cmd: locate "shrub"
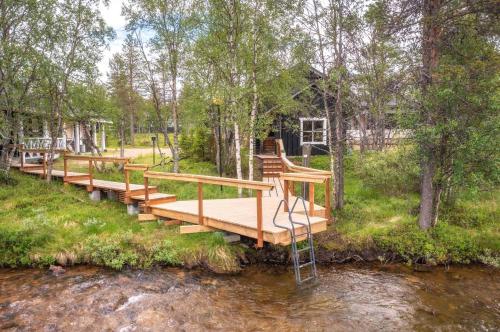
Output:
[179,127,214,161]
[0,225,51,267]
[356,147,419,194]
[0,170,18,186]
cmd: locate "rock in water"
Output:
[49,265,66,277]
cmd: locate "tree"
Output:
[124,0,197,172]
[41,0,113,182]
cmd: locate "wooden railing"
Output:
[63,154,130,191]
[18,144,67,178]
[276,139,332,220]
[144,171,274,248]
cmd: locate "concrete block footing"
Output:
[89,190,101,202]
[127,203,139,216]
[107,190,118,201]
[223,232,241,243]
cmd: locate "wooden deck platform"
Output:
[151,196,328,245]
[68,179,156,192]
[12,141,331,247]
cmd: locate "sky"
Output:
[98,0,127,81]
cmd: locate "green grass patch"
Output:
[0,171,239,272]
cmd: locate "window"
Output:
[300,118,326,145]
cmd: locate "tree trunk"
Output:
[248,0,259,181]
[172,73,179,173]
[418,0,442,229]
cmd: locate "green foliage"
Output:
[180,126,215,161]
[355,146,420,194]
[83,233,138,270]
[0,170,239,272]
[0,171,18,186]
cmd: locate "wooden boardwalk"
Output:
[12,140,331,247]
[151,197,328,245]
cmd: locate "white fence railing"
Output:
[24,137,66,149]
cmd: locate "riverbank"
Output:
[0,149,500,273]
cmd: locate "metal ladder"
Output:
[273,197,318,286]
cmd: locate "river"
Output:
[0,265,500,332]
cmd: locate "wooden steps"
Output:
[255,155,283,177]
[130,192,177,209]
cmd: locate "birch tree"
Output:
[124,0,197,172]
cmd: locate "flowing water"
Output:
[0,265,500,331]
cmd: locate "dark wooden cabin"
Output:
[255,68,335,156]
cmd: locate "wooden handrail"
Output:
[144,171,274,248]
[276,139,332,220]
[123,164,151,171]
[144,171,274,190]
[64,154,130,163]
[280,173,330,183]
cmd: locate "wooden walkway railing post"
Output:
[283,180,290,212]
[144,177,149,213]
[198,182,203,225]
[42,152,47,179]
[89,159,94,191]
[257,190,264,248]
[309,183,314,217]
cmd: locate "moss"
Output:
[0,171,239,272]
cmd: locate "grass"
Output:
[311,151,500,267]
[0,147,500,271]
[0,171,239,272]
[97,133,174,148]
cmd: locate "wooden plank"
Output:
[325,179,332,223]
[137,213,158,221]
[257,190,264,248]
[283,180,290,212]
[280,173,330,183]
[163,220,182,226]
[198,182,203,225]
[179,225,216,234]
[89,160,94,191]
[124,164,150,171]
[309,183,314,216]
[144,171,274,190]
[64,154,130,163]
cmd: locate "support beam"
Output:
[89,160,94,191]
[283,180,290,212]
[179,225,216,234]
[325,179,332,223]
[309,183,314,217]
[101,123,106,151]
[89,190,101,202]
[137,213,158,221]
[198,182,203,225]
[73,122,80,154]
[257,190,264,248]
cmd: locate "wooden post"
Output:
[325,178,331,222]
[257,190,264,248]
[19,144,24,171]
[124,169,130,196]
[144,176,149,213]
[89,159,94,191]
[64,156,68,177]
[283,180,289,212]
[309,183,314,217]
[42,152,47,179]
[198,182,203,225]
[301,144,312,201]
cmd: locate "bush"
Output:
[0,225,51,267]
[0,170,18,186]
[179,127,215,161]
[355,147,420,195]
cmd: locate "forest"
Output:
[0,0,500,265]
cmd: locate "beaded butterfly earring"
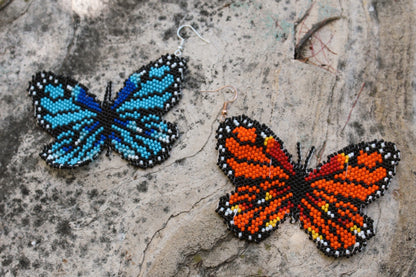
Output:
[28,25,208,168]
[210,85,400,257]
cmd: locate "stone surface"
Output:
[0,0,416,276]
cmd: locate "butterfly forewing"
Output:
[29,55,186,168]
[29,72,105,168]
[109,55,186,168]
[299,141,400,257]
[217,116,295,241]
[217,115,400,257]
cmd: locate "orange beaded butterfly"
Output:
[216,115,400,257]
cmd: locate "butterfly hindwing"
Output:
[299,141,400,257]
[29,52,186,168]
[29,72,104,168]
[216,115,400,257]
[109,55,186,168]
[217,116,295,242]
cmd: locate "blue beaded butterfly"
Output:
[28,52,186,168]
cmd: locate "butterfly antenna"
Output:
[104,81,112,103]
[304,146,315,169]
[296,142,302,167]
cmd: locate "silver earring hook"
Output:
[201,85,238,121]
[175,25,209,57]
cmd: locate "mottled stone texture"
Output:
[0,0,416,276]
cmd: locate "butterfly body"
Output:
[29,55,186,168]
[217,115,400,257]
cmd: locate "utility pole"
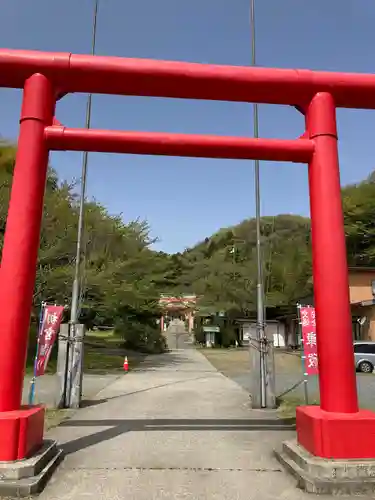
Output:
[64,0,99,408]
[250,0,267,408]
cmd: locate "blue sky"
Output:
[0,0,375,252]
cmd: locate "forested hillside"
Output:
[0,142,375,345]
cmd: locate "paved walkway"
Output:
[40,349,334,500]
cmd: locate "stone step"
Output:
[0,442,63,497]
[274,441,375,496]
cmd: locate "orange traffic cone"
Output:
[124,356,129,372]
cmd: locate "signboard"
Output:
[300,306,319,375]
[203,325,220,333]
[34,305,64,377]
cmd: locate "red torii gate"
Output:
[0,50,375,461]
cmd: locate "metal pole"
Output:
[250,0,267,408]
[64,0,99,407]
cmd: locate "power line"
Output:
[250,0,267,408]
[64,0,99,407]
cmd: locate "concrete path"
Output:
[40,349,338,500]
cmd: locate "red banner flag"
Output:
[300,307,319,375]
[34,305,64,377]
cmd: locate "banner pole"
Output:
[29,302,46,406]
[297,304,309,405]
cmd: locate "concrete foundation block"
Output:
[0,441,63,497]
[275,440,375,495]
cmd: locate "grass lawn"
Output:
[26,330,145,375]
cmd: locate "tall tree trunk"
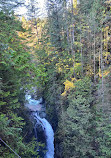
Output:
[101,30,104,107]
[80,22,83,76]
[94,19,96,81]
[71,0,76,78]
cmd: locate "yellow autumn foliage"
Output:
[61,80,75,96]
[73,0,77,9]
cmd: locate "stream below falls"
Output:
[25,95,54,158]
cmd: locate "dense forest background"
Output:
[0,0,111,158]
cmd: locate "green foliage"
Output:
[0,12,42,158]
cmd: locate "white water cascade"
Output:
[26,95,54,158]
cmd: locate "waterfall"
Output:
[26,95,54,158]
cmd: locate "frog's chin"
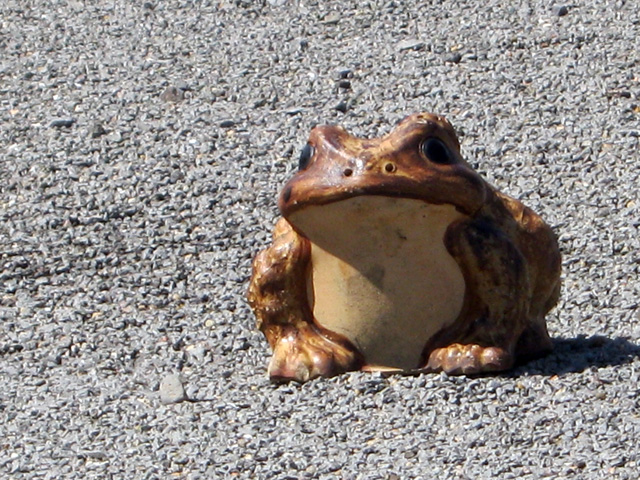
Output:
[288,196,466,370]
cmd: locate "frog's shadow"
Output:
[511,335,640,376]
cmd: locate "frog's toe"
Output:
[426,343,513,375]
[269,330,361,383]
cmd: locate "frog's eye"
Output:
[420,137,455,165]
[298,143,314,170]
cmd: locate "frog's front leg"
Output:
[424,220,531,374]
[248,219,362,382]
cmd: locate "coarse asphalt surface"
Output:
[0,0,640,480]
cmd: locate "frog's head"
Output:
[278,113,488,224]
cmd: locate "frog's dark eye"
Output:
[298,143,314,170]
[420,137,455,165]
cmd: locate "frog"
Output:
[247,113,561,383]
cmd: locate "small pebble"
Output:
[159,374,187,405]
[49,118,76,128]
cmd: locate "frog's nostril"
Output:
[282,187,291,203]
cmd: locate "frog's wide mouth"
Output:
[278,166,487,218]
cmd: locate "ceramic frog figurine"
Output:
[248,113,560,382]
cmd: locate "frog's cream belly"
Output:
[291,196,465,369]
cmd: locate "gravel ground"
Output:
[0,0,640,480]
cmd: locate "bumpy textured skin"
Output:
[248,113,560,382]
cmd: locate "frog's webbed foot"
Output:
[248,219,362,382]
[425,343,513,375]
[269,324,362,382]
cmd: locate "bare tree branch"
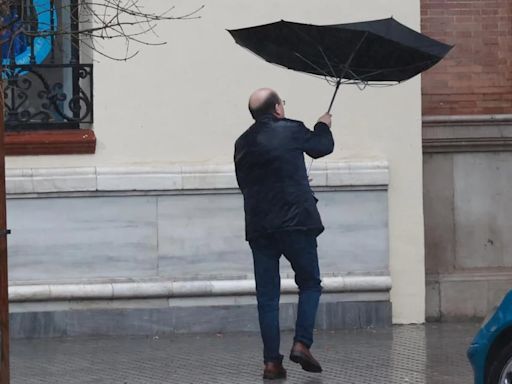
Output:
[0,0,204,61]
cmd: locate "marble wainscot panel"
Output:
[7,161,391,337]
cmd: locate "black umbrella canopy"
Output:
[229,18,452,84]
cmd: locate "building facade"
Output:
[421,0,512,319]
[6,0,425,336]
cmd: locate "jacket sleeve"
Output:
[303,122,334,159]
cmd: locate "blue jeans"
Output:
[249,230,322,363]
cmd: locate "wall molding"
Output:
[6,161,389,197]
[423,114,512,153]
[9,276,391,302]
[4,129,96,156]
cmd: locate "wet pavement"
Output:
[11,323,478,384]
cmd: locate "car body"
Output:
[467,291,512,384]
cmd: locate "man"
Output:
[234,88,334,379]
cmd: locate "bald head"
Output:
[249,88,284,120]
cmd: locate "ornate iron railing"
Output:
[2,64,93,130]
[0,0,94,131]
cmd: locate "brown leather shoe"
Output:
[290,342,322,372]
[263,362,286,380]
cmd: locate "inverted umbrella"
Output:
[228,18,452,112]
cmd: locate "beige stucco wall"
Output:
[7,0,425,323]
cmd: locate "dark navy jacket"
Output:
[234,114,334,240]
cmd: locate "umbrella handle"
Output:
[327,79,341,113]
[306,79,341,177]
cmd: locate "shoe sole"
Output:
[263,373,286,380]
[290,353,322,373]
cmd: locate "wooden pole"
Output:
[0,70,10,384]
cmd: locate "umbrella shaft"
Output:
[327,79,341,113]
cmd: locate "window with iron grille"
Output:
[0,0,93,131]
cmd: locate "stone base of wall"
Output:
[10,293,391,338]
[426,271,512,321]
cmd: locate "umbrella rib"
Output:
[318,46,336,78]
[294,52,330,77]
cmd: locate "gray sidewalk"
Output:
[11,324,478,384]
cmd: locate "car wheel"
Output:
[486,343,512,384]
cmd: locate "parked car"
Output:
[467,291,512,384]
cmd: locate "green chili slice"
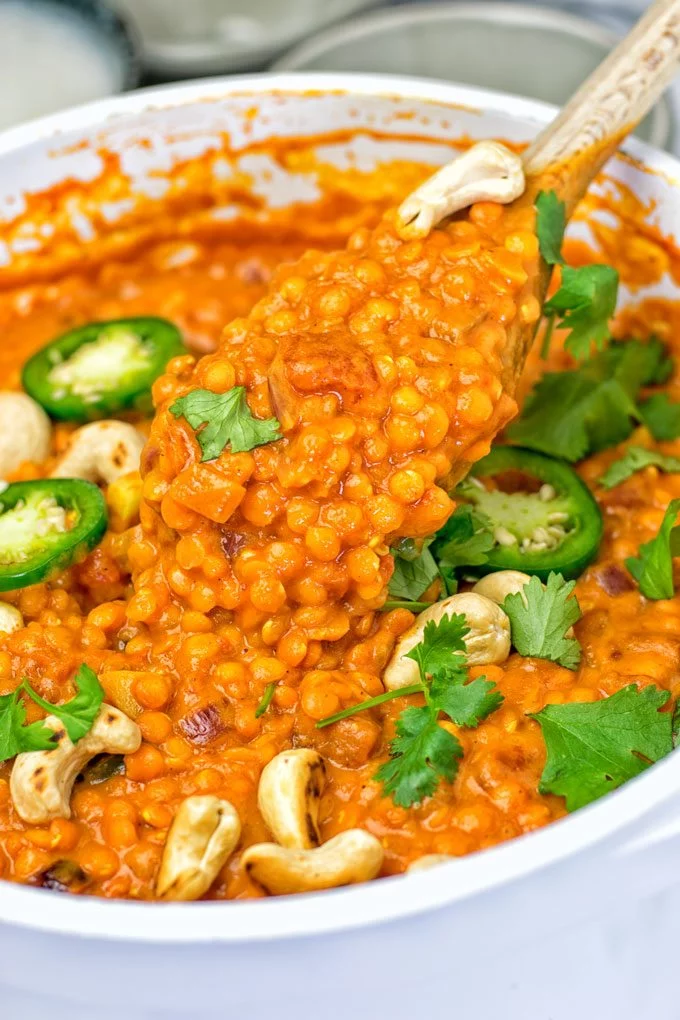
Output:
[454,446,603,580]
[0,478,107,592]
[21,316,186,421]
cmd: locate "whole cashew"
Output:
[382,592,510,691]
[397,142,524,241]
[472,570,531,606]
[257,748,326,850]
[472,570,574,638]
[0,602,23,634]
[0,390,52,476]
[156,795,241,901]
[406,854,455,875]
[52,420,144,486]
[9,705,142,825]
[242,829,384,896]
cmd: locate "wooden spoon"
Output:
[398,0,680,399]
[506,0,680,381]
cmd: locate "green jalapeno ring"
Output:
[21,316,187,421]
[0,478,107,592]
[456,446,604,580]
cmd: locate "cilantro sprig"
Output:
[387,539,439,608]
[432,503,494,570]
[535,191,619,360]
[508,339,667,463]
[626,499,680,601]
[599,446,680,489]
[170,386,281,461]
[317,614,503,808]
[503,573,581,669]
[0,664,104,761]
[532,683,673,811]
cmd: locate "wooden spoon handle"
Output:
[524,0,680,211]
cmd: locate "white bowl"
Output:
[273,0,673,149]
[0,74,680,1020]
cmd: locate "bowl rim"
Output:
[0,72,680,946]
[270,0,673,148]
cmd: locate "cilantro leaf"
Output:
[626,499,680,600]
[406,613,470,680]
[673,700,680,748]
[430,670,504,727]
[508,340,664,463]
[535,191,567,265]
[543,265,619,358]
[532,683,673,811]
[387,539,439,602]
[640,393,680,443]
[503,573,581,669]
[375,705,463,808]
[432,503,493,570]
[599,446,680,489]
[22,664,104,744]
[0,686,54,761]
[170,386,281,460]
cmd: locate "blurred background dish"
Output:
[0,0,139,129]
[273,0,672,148]
[109,0,384,78]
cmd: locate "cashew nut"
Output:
[52,420,144,486]
[0,602,23,634]
[382,592,510,691]
[242,829,384,896]
[472,570,531,606]
[156,795,241,901]
[406,854,454,875]
[472,570,574,638]
[9,705,142,825]
[257,748,326,850]
[397,142,524,241]
[0,390,52,476]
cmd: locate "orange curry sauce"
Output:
[0,135,680,899]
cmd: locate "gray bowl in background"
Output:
[272,2,673,148]
[109,0,385,79]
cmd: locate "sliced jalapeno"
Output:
[0,478,106,592]
[456,446,603,580]
[21,316,186,421]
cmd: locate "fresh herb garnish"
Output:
[535,191,619,359]
[543,265,619,359]
[599,446,680,489]
[508,340,666,462]
[255,682,276,719]
[535,191,567,265]
[0,686,54,762]
[380,599,433,613]
[375,705,463,808]
[640,393,680,443]
[432,503,494,571]
[170,386,281,461]
[375,614,503,808]
[503,573,581,669]
[0,665,104,761]
[387,539,439,602]
[626,499,680,601]
[532,683,673,811]
[316,614,503,808]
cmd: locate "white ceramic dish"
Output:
[0,74,680,1020]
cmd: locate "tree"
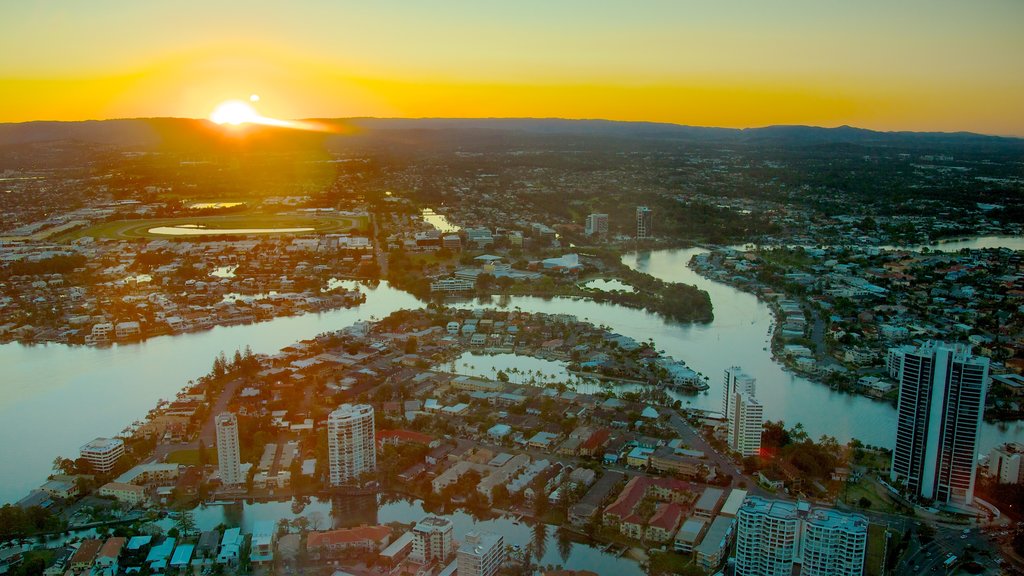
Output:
[174,510,196,538]
[53,456,77,475]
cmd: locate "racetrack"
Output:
[60,214,369,242]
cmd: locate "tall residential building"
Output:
[584,214,608,236]
[327,404,377,486]
[409,516,455,564]
[800,508,867,576]
[637,206,654,240]
[722,366,764,456]
[78,438,125,475]
[735,496,867,576]
[890,341,988,505]
[988,442,1024,484]
[459,531,505,576]
[214,412,246,486]
[735,496,800,576]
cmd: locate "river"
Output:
[0,282,422,503]
[0,237,1024,503]
[49,496,644,576]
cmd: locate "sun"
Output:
[210,100,264,126]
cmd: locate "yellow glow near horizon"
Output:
[210,100,263,126]
[0,0,1024,135]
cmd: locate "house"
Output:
[645,502,683,542]
[145,538,175,572]
[306,526,391,560]
[92,537,127,576]
[687,486,725,516]
[217,528,245,566]
[249,520,275,564]
[69,539,103,574]
[169,544,196,571]
[99,482,145,506]
[675,518,708,553]
[39,480,78,500]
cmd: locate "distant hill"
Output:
[0,118,1024,148]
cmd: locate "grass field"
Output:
[167,448,217,466]
[59,214,369,242]
[864,524,899,576]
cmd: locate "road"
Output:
[896,527,999,574]
[146,378,244,462]
[669,412,770,497]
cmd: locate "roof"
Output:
[676,518,708,543]
[171,544,196,566]
[145,538,174,563]
[693,516,736,556]
[649,502,683,532]
[97,536,127,558]
[719,488,746,517]
[693,486,725,510]
[377,429,434,446]
[128,536,153,550]
[306,526,391,549]
[380,532,415,558]
[71,540,103,564]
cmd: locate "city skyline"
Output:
[0,0,1024,135]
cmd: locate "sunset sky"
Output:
[0,0,1024,135]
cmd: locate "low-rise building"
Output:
[99,482,146,506]
[306,526,391,560]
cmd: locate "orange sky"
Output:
[0,0,1024,135]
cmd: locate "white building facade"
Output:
[637,206,654,240]
[409,516,455,564]
[722,366,764,456]
[327,404,377,486]
[890,341,988,505]
[459,532,505,576]
[79,438,125,475]
[584,214,608,236]
[214,412,246,486]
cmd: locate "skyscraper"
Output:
[735,496,867,576]
[890,341,988,505]
[410,516,455,564]
[214,412,245,486]
[800,508,867,576]
[584,214,608,236]
[459,531,505,576]
[735,496,800,576]
[637,206,654,240]
[327,404,377,486]
[722,366,764,456]
[78,438,125,475]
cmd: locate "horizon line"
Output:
[0,116,1024,139]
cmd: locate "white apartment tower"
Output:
[409,516,455,564]
[214,412,246,486]
[890,341,988,505]
[327,404,377,486]
[735,496,800,576]
[735,496,867,576]
[722,366,764,456]
[584,214,608,236]
[78,438,125,475]
[988,442,1024,484]
[800,508,867,576]
[459,531,505,576]
[637,206,654,240]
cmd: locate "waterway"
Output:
[0,283,422,503]
[0,238,1024,503]
[146,224,313,236]
[50,496,644,576]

========

| Objective |
Copy each line of the listing above that contains the string "yellow". Uppercase and lowercase letters must match.

| Answer to this problem |
cmd: locate "yellow autumn foliage"
cmd: locate "yellow glow near horizon"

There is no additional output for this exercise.